Point labeling examples
※

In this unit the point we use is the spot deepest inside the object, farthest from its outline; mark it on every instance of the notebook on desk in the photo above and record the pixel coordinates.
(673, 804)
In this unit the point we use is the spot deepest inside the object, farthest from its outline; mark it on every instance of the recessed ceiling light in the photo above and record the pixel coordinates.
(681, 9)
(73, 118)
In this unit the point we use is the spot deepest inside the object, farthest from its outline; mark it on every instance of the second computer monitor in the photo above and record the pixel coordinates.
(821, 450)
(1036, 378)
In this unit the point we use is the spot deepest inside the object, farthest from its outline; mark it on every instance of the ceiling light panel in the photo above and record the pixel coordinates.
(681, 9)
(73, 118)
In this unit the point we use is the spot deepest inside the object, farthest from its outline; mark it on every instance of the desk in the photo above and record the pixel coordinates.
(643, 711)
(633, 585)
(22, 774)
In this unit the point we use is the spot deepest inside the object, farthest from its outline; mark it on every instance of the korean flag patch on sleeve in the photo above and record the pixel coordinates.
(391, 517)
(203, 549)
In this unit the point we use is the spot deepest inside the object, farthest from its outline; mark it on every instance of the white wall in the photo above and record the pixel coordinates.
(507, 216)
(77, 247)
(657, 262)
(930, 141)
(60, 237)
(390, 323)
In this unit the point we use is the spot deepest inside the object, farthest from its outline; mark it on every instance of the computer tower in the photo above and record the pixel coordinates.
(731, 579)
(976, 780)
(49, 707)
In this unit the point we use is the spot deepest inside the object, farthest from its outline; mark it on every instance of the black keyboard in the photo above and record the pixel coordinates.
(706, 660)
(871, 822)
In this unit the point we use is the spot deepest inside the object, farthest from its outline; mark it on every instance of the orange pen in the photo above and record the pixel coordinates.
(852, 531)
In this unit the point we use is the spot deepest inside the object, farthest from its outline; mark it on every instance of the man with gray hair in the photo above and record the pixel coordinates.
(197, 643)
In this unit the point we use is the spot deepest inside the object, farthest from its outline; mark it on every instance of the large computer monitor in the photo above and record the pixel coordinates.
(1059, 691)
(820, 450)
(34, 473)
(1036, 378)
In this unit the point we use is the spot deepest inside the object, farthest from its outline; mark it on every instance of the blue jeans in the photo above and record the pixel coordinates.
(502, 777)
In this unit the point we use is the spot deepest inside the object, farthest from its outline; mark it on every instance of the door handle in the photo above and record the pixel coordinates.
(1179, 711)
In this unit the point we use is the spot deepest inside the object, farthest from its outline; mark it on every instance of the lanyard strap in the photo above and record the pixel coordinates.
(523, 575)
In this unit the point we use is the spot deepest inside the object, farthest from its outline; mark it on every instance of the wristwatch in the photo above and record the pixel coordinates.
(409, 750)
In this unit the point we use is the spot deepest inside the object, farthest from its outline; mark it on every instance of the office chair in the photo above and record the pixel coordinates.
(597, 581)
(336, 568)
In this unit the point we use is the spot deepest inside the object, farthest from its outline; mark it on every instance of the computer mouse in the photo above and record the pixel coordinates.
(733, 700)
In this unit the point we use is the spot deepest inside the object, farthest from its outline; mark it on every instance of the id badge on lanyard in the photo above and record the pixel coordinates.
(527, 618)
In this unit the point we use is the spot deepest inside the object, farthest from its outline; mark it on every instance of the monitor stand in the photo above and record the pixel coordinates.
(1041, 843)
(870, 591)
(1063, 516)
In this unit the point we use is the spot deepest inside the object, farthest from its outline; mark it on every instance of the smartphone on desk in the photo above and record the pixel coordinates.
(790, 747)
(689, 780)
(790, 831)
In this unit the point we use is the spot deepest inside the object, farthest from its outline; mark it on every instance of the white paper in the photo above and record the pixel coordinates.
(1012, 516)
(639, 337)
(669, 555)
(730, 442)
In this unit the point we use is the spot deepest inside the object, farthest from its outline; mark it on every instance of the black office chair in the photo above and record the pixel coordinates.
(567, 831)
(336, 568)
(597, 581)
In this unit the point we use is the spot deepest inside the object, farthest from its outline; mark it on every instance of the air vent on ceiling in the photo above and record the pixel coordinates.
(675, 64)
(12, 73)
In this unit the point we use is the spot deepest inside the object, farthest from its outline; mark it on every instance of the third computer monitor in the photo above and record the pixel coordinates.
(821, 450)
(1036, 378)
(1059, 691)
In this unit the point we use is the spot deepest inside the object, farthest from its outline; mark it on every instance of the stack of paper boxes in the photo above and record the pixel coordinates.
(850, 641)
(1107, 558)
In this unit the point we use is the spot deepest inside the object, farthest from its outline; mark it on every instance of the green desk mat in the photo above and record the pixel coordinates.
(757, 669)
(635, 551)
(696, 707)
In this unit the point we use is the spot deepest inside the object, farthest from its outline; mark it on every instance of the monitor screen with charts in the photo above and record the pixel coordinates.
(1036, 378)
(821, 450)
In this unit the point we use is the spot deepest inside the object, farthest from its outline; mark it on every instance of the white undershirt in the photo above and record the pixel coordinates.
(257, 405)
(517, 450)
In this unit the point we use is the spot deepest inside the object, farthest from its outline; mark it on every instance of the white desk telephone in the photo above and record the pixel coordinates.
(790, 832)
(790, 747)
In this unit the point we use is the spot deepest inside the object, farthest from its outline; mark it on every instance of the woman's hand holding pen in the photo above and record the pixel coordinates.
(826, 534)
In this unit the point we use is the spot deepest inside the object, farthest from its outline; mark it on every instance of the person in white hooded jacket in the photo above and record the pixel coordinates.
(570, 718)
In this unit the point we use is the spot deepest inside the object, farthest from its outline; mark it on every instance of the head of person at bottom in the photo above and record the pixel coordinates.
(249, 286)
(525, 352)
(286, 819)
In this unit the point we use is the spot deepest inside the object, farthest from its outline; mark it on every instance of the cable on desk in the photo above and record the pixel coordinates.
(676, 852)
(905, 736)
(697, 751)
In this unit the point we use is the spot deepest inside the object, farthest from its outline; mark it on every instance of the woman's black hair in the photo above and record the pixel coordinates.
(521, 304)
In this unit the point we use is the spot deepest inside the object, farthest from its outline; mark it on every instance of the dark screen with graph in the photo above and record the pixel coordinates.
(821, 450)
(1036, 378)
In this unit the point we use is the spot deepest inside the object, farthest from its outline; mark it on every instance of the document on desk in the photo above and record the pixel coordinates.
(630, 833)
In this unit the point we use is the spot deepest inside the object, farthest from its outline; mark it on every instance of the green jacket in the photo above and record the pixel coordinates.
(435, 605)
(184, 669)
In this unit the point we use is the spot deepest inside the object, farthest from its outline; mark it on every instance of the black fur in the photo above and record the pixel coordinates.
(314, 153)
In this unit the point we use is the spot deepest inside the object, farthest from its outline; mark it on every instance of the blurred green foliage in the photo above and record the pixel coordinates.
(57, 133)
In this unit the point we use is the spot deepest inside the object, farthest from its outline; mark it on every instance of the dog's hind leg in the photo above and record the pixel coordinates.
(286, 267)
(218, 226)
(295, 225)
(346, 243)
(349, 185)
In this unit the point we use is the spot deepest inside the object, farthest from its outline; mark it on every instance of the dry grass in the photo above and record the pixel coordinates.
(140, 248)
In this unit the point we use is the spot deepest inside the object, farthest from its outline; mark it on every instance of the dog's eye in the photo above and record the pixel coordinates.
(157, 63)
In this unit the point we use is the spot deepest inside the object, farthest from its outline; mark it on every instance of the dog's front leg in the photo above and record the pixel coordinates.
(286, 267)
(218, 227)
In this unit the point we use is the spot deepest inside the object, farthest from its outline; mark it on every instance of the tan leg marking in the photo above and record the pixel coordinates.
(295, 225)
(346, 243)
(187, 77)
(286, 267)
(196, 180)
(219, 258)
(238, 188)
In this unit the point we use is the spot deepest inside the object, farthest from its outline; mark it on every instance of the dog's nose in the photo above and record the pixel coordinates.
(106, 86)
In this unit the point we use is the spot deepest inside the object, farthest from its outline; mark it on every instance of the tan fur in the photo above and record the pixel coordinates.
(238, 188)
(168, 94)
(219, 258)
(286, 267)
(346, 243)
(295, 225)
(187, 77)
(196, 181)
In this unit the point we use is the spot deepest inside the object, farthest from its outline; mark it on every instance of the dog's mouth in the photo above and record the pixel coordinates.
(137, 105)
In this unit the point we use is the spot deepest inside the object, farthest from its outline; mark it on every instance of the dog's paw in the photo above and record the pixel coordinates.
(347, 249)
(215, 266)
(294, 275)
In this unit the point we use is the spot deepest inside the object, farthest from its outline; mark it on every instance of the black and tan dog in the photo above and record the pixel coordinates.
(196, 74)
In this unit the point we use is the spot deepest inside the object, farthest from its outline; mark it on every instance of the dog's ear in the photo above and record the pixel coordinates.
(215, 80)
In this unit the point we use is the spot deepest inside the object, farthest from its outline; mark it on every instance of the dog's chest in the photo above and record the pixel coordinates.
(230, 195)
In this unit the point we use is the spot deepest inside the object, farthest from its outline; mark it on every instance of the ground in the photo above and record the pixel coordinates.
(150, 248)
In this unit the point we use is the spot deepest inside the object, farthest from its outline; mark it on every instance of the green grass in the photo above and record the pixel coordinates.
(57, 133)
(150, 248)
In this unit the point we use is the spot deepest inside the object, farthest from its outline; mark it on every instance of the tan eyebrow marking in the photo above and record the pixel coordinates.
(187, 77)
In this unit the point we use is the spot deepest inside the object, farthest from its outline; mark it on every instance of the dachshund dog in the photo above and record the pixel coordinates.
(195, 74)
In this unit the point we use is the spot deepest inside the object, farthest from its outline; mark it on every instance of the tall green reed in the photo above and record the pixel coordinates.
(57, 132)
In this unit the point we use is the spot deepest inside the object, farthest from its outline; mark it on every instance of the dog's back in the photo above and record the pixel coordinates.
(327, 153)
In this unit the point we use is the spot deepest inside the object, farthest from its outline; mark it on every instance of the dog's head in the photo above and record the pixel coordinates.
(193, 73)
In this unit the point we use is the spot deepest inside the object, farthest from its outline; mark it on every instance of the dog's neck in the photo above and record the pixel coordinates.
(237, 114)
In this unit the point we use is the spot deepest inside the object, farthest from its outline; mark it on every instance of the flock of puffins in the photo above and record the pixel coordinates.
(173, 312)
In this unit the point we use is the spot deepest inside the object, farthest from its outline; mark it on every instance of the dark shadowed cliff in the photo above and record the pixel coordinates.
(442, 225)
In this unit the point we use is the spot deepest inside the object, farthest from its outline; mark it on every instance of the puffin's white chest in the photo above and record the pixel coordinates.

※

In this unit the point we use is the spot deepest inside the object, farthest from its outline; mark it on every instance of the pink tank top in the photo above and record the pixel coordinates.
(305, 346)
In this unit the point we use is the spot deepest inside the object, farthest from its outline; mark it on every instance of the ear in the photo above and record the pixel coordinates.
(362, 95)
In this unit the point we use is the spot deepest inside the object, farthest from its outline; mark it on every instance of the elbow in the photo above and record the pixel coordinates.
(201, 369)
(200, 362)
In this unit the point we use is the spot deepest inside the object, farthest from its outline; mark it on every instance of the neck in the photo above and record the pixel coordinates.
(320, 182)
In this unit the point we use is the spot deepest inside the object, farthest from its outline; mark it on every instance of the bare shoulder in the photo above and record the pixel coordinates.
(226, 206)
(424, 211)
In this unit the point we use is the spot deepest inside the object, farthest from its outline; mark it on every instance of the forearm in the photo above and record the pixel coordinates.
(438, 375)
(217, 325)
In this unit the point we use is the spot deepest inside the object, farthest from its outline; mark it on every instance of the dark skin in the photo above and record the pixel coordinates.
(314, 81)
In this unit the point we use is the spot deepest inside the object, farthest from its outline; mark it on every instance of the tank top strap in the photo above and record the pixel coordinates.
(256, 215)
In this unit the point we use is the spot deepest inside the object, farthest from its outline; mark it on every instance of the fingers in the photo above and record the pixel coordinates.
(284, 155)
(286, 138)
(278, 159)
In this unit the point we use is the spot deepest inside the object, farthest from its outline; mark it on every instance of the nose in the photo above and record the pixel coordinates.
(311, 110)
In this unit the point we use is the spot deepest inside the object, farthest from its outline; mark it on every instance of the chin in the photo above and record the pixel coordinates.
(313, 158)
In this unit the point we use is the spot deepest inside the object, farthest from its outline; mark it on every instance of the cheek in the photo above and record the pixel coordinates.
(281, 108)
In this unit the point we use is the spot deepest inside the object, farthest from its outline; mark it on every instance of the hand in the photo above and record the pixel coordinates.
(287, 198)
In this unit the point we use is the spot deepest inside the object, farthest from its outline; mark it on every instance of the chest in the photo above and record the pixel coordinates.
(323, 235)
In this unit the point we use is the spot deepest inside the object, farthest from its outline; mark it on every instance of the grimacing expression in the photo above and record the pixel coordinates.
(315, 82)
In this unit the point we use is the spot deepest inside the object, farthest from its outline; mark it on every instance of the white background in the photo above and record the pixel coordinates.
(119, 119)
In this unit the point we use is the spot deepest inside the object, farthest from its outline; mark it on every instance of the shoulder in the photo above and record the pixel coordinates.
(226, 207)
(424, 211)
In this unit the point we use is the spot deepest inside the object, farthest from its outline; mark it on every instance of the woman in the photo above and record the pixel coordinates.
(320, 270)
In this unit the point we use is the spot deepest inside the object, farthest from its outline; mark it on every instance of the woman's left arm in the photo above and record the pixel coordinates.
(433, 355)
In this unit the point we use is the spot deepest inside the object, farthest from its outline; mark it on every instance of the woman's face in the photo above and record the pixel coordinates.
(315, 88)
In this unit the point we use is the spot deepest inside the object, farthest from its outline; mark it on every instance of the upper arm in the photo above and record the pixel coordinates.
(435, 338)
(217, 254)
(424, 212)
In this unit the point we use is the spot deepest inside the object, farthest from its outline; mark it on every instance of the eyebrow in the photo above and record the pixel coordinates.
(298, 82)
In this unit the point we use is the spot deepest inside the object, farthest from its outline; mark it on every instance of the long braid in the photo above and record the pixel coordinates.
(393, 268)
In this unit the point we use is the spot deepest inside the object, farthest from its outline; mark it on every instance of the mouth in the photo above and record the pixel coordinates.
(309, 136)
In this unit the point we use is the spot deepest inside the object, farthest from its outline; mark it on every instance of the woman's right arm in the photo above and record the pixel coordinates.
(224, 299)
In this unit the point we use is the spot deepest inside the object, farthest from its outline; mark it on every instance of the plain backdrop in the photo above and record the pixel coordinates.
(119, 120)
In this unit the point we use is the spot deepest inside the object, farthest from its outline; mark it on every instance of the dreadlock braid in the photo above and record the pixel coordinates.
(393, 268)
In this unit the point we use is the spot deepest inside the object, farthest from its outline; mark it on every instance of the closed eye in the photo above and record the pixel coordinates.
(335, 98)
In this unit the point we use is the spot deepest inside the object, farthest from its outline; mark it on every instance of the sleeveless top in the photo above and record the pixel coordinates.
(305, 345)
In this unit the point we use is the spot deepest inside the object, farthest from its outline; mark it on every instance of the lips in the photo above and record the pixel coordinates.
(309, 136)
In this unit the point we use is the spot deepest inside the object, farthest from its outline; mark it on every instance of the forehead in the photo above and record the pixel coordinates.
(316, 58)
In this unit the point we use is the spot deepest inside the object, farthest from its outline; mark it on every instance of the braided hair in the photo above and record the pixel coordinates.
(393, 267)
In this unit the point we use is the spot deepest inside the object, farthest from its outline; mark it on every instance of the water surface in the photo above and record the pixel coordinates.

※

Show every line from the items above that contains the word "white".

In this unit the point we use is the spot deepest inside the object, farthest from its outline; mark it on every instance of the white wall in the photo above and record the pixel coordinates.
In this unit the point we use is the spot deepest inside the object, farthest from its outline; mark it on every instance of the white paper in the photo above and record the pixel coordinates.
In this unit the point we use is the spot deepest inside the object, farthest from its outline; mark it on every instance of the white undershirt in the photo above and record the pixel coordinates.
In this unit the point we use is the spot deepest inside the object, farthest from its outline; mark it on every instance of the white desk telephone in the photo above and record the pixel coordinates.
In this unit the point we use is the spot deepest inside the object, farthest from its outline; mark it on every instance of the person in white hooded jacket in the photo above and record the pixel coordinates.
In this unit the point we use is the spot deepest inside the object, farthest from its outline; mark it on every instance of the puffin's white chest in the photo above and record the pixel coordinates.
In this unit the point we use is the spot deepest inside the object, farthest from its outline; mark it on every instance of the white background in the photo above and record the pixel coordinates.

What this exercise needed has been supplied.